>> BEGIN

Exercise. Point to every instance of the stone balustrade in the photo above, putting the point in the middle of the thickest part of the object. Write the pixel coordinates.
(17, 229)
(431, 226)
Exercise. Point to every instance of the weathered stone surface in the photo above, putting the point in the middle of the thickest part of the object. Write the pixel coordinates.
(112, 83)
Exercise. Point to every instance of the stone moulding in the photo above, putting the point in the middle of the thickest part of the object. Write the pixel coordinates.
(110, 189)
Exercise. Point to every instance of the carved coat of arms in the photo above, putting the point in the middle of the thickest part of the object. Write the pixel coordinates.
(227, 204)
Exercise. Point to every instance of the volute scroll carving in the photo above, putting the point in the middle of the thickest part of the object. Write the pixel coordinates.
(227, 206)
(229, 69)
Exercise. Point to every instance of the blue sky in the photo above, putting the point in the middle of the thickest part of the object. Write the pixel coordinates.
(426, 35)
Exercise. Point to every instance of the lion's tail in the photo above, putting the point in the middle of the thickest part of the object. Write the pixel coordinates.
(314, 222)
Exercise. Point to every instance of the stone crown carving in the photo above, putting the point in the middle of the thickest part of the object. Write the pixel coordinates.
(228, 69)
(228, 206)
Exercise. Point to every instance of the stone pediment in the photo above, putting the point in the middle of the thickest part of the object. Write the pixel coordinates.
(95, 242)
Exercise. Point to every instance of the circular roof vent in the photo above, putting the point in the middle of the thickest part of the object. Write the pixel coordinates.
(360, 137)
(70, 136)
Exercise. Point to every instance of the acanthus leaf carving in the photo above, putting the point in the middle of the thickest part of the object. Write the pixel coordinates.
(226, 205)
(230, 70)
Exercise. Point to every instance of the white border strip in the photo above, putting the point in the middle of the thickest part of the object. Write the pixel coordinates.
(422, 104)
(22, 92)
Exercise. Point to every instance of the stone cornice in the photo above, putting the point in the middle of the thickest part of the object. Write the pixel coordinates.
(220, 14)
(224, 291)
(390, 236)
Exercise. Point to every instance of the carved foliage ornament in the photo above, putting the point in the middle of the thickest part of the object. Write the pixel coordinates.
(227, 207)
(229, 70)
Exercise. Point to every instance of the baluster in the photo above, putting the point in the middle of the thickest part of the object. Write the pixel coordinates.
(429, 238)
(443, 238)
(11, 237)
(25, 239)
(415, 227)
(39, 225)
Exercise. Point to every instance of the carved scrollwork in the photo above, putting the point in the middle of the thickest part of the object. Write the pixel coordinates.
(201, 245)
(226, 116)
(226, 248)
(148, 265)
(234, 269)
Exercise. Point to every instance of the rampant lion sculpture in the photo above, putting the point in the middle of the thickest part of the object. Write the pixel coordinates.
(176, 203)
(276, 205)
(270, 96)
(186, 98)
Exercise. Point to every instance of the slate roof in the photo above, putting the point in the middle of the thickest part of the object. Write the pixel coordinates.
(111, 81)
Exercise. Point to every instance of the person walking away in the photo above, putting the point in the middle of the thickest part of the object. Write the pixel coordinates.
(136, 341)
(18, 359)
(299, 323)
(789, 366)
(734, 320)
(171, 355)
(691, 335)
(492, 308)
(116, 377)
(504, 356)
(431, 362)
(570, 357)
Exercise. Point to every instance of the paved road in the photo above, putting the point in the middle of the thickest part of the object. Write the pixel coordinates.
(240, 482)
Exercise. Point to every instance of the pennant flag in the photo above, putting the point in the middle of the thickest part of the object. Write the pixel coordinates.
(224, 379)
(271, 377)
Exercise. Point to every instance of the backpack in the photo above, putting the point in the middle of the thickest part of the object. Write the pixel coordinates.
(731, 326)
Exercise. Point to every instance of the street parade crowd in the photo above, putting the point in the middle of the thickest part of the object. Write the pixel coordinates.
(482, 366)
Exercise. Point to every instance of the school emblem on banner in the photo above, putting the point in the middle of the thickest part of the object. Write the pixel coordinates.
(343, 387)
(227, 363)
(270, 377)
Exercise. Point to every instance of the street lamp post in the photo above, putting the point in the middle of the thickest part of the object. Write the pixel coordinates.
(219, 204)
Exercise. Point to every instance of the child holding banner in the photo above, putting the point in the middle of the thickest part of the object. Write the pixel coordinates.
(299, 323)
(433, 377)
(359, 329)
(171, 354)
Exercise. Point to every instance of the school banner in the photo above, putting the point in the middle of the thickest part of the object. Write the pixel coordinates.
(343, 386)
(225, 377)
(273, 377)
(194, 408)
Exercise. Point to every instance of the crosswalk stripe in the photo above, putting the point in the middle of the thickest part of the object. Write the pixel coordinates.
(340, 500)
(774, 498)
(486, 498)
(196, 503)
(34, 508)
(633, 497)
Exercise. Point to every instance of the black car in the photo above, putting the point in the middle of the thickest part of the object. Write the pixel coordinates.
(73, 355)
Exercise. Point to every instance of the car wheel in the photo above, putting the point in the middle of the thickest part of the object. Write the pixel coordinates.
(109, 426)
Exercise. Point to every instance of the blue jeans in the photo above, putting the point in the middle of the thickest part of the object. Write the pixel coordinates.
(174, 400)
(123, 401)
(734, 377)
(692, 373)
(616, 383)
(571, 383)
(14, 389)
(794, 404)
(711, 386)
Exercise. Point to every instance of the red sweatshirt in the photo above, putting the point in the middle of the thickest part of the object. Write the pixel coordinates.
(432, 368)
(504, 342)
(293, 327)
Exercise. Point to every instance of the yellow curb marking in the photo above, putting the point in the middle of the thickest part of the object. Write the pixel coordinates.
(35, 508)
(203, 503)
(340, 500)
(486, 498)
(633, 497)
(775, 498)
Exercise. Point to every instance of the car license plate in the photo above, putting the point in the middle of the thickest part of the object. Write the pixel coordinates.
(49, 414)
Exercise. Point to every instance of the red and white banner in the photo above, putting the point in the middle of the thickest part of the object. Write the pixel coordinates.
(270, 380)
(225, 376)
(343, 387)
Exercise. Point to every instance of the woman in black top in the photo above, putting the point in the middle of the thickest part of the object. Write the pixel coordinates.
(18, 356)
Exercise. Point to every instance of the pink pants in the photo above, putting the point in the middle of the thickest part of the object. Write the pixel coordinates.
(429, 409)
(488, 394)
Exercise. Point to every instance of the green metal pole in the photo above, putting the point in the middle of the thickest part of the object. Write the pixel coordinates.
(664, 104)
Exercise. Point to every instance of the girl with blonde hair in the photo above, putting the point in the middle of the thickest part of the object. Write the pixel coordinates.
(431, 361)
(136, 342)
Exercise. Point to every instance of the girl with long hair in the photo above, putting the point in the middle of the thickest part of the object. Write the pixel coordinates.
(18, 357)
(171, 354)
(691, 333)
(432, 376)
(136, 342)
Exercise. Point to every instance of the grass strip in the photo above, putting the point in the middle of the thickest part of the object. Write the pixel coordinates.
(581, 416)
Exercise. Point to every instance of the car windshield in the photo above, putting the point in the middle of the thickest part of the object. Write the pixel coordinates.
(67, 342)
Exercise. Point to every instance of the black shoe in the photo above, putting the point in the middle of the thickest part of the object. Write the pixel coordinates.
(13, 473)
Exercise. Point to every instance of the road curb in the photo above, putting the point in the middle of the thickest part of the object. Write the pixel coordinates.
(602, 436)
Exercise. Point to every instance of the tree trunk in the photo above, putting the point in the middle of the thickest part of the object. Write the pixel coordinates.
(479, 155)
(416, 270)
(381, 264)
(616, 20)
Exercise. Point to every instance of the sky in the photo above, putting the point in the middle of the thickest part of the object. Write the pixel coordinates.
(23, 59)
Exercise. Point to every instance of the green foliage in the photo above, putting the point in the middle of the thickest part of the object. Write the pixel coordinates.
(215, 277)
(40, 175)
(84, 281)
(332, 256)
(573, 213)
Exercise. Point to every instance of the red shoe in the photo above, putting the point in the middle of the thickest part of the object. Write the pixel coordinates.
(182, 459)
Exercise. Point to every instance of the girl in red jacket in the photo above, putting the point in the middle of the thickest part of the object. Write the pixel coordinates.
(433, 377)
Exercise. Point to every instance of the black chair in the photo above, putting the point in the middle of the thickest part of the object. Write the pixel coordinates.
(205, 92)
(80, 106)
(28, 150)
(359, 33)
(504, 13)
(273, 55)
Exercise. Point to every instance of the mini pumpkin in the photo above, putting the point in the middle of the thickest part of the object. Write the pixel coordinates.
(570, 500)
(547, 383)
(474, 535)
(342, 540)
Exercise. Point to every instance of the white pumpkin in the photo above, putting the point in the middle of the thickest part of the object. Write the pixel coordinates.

>> END

* [What you should do]
Repeat exactly the lines from the line containing "Exercise. Point to every instance of the sky" through the end of the listing above; both boundary lines are part of the output.

* [Task output]
Exercise. Point to every instance of the sky in the photo above, putting the point in the middle of the thickest part of the object. Write the pixel coordinates.
(23, 59)
Exercise. Point to every instance of the green foliage in the photo above, putting the point in the middle of the thickest part of the object. Write the pixel coordinates.
(215, 277)
(40, 175)
(84, 281)
(332, 256)
(573, 213)
Exercise. Point to every instance of the red shoe in the photo above, putting the point in the middle of the thickest part of the object. Write the pixel coordinates.
(182, 459)
Exercise. Point to every instance of the girl in red jacket in the photo above, putting the point in the middle of the thickest part of the object. Write the pixel coordinates.
(433, 377)
Exercise. Point to every instance of the black chair in the photo above, putting the point in the middle of the thickest part of the object. Write the pixel coordinates.
(205, 92)
(80, 106)
(28, 150)
(359, 33)
(504, 13)
(273, 55)
Exercise. Point to every instance of the mini pumpkin in the photo above, putting the point in the middle of the thickest part of the object. Write the pixel coordinates.
(570, 500)
(547, 383)
(474, 535)
(342, 540)
Exercise. Point to every instance of the white pumpkin in the photo above, putting the point in the middle of the thickest part of the object. Write the pixel coordinates.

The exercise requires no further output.